PROBLEM DETAILS
Print all of the records below word for word, changing nothing.

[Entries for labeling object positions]
==================================================
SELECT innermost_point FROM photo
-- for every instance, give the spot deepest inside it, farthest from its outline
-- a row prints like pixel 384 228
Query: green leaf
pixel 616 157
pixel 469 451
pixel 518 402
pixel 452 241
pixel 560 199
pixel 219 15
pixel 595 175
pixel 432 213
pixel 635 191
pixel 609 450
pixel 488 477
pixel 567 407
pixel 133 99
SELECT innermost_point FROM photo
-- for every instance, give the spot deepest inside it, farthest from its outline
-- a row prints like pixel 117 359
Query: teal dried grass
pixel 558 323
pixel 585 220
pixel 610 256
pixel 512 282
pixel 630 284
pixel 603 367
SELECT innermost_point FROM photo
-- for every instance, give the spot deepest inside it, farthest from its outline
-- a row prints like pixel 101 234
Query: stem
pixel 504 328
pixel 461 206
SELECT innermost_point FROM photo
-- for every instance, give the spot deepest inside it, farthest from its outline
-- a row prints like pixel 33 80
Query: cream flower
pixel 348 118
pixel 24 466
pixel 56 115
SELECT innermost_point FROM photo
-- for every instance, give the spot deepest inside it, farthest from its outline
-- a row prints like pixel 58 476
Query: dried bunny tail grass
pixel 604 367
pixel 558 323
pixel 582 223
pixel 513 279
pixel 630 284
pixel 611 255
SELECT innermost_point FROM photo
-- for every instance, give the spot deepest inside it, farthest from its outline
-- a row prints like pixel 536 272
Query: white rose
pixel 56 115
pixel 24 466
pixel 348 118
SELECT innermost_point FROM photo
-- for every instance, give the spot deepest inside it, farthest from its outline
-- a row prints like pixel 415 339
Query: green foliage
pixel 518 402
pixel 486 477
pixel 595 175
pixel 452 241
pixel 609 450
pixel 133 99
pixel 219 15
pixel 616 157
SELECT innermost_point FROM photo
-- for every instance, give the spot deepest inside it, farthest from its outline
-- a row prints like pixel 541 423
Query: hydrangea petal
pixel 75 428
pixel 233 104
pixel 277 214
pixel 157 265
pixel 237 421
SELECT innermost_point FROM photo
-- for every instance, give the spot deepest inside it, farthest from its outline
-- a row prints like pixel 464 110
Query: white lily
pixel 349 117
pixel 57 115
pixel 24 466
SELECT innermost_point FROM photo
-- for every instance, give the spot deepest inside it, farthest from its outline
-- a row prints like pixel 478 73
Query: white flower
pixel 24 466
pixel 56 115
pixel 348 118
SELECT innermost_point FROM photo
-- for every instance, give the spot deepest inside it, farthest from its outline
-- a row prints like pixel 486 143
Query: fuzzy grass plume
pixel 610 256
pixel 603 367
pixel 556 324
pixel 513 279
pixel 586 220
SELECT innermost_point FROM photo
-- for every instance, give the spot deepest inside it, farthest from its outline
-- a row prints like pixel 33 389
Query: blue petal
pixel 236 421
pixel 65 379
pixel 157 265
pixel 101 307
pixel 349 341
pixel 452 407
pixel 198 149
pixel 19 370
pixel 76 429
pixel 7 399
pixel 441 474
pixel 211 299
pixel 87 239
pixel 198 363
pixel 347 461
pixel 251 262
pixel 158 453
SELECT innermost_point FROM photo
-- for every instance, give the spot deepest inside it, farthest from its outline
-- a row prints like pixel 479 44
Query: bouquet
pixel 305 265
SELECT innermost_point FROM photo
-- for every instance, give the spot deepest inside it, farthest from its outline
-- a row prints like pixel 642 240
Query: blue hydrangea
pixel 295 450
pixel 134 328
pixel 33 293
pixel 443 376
==================================================
TASK SOLUTION
SELECT innermost_point FROM photo
-- for every instance, give the spot deepest inside it, farthest from its outline
-- a row prints like pixel 384 228
Query: green leaf
pixel 616 157
pixel 469 451
pixel 518 402
pixel 452 241
pixel 560 199
pixel 219 15
pixel 595 175
pixel 432 213
pixel 635 191
pixel 609 450
pixel 488 477
pixel 567 407
pixel 133 99
SELECT innermost_point FROM photo
-- for every instance, give the spot deepest inside it, farthest from its outline
-- a row prints like pixel 117 359
Query: teal dried grass
pixel 558 323
pixel 585 220
pixel 610 256
pixel 512 282
pixel 630 284
pixel 603 367
SELECT innermost_point FROM photo
-- for every instance, give the spot deepest inside it, farthest from its outline
-- a row prints like pixel 101 234
Query: stem
pixel 504 328
pixel 461 206
SELECT innermost_point FROM photo
-- for every instance, give the spot deepest inside it, farthest from its outline
-- a row prints like pixel 33 80
Query: cream flower
pixel 348 118
pixel 24 466
pixel 56 115
SELECT innermost_point FROM photo
-- for every instance, give the spot deepest inside it, farthest from its outline
-- a row prints like pixel 58 476
Query: dried bunny tail grass
pixel 604 367
pixel 558 323
pixel 582 223
pixel 513 279
pixel 630 284
pixel 611 255
SELECT innermost_point FROM photo
-- for every instance, give the spot deepest inside it, farthest from its outline
-- a row prints like pixel 536 272
Query: white rose
pixel 56 115
pixel 24 466
pixel 348 118
SELECT innermost_point FROM photo
-- for every instance, give the spot deepest inside it, farthest from its outline
-- a row prints like pixel 415 339
Query: green foliage
pixel 518 402
pixel 486 477
pixel 595 175
pixel 452 241
pixel 609 450
pixel 133 99
pixel 219 15
pixel 616 157
SELECT innermost_point FROM photo
-- for every instance, give the spot deepest inside it, farthest from its outline
-- a row prints like pixel 541 423
Query: hydrangea petal
pixel 75 428
pixel 233 104
pixel 277 214
pixel 157 265
pixel 237 421
SELECT innermost_point FROM photo
-- for every instance, give the spot deepest inside it, farthest from its outline
-- a row prints like pixel 464 110
Query: white lily
pixel 349 117
pixel 57 115
pixel 24 466
SELECT innermost_point FROM photo
-- for every instance, give the spot deepest inside it, farthest from its outline
-- a row prints like pixel 478 73
Query: white flower
pixel 24 466
pixel 56 115
pixel 348 118
SELECT innermost_point FROM photo
-- for every instance, give the spot deepest inside it, farthest from its outline
-- a row prints like pixel 486 143
Query: fuzzy grass plume
pixel 610 256
pixel 603 367
pixel 556 324
pixel 513 279
pixel 586 220
SELECT innermost_point FROM photo
-- for every instance, give the spot deepest inside it, farthest from its outline
-- a row prints like pixel 33 389
Query: blue petal
pixel 236 421
pixel 65 379
pixel 157 265
pixel 101 307
pixel 349 341
pixel 452 407
pixel 198 149
pixel 19 370
pixel 76 429
pixel 7 399
pixel 441 474
pixel 211 299
pixel 87 239
pixel 198 363
pixel 347 461
pixel 251 262
pixel 158 453
SELECT innermost_point FROM photo
-- for every instance, give the spot deepest inside it, farthest from its outline
-- a row prints like pixel 479 44
Query: bouquet
pixel 305 265
SELECT innermost_point FROM photo
-- for every instance, give the spot deepest inside it, farthest from its outline
-- a row prints like pixel 642 240
Query: blue hydrangea
pixel 295 450
pixel 134 328
pixel 33 293
pixel 443 376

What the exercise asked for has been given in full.